Data under study =
::::::::::
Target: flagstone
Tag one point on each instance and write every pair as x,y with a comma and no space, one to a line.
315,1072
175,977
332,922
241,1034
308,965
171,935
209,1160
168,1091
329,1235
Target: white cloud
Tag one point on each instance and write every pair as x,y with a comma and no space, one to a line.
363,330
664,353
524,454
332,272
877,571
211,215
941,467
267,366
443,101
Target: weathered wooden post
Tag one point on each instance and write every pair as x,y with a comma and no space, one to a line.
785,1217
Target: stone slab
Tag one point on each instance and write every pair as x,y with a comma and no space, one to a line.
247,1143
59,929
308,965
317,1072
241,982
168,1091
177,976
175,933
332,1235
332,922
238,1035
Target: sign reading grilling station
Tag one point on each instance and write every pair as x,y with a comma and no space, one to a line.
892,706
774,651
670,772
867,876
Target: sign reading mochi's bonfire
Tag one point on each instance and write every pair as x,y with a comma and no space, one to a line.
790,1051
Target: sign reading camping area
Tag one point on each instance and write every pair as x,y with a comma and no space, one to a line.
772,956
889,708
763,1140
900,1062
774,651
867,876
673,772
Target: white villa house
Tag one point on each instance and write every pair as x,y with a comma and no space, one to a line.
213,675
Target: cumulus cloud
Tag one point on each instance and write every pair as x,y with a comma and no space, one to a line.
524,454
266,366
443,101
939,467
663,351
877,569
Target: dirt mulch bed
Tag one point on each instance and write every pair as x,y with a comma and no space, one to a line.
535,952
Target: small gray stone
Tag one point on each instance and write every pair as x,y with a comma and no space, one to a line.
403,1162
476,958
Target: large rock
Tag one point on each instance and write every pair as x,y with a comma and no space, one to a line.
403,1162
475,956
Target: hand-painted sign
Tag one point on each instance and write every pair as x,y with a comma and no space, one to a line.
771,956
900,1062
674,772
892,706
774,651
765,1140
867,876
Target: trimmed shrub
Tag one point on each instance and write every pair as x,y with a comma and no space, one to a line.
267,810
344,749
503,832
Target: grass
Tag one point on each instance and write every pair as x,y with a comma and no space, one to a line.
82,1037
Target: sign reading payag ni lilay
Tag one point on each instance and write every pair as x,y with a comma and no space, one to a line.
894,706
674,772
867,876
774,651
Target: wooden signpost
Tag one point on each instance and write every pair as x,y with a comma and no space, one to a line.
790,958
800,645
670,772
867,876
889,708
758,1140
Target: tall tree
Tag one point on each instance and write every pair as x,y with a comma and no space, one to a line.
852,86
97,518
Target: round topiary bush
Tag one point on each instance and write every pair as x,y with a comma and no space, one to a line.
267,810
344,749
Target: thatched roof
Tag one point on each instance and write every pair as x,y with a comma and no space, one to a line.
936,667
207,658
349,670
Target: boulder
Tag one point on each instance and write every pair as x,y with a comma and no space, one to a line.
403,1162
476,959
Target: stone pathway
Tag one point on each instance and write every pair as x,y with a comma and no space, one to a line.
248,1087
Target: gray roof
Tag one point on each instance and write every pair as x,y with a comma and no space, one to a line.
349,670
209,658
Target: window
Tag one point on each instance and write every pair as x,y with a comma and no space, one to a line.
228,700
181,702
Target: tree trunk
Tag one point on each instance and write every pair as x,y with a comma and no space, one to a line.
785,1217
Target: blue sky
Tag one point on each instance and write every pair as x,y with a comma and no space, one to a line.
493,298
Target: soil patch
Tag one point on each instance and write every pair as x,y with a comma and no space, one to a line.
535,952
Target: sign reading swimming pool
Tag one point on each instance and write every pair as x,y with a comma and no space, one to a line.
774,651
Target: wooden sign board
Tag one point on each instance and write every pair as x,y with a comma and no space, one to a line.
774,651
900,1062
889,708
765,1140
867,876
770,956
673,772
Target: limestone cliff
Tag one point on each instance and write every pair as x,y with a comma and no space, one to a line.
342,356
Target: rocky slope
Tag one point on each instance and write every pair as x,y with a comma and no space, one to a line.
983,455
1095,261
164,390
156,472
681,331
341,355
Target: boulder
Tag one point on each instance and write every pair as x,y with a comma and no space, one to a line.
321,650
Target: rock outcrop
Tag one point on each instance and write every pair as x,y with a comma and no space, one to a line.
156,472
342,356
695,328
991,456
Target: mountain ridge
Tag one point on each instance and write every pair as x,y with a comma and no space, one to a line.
::::::::::
Exercise requirements = Read through the lines above and collect those that contain the string "gray".

Written response =
Target: small gray stone
Target: gray roof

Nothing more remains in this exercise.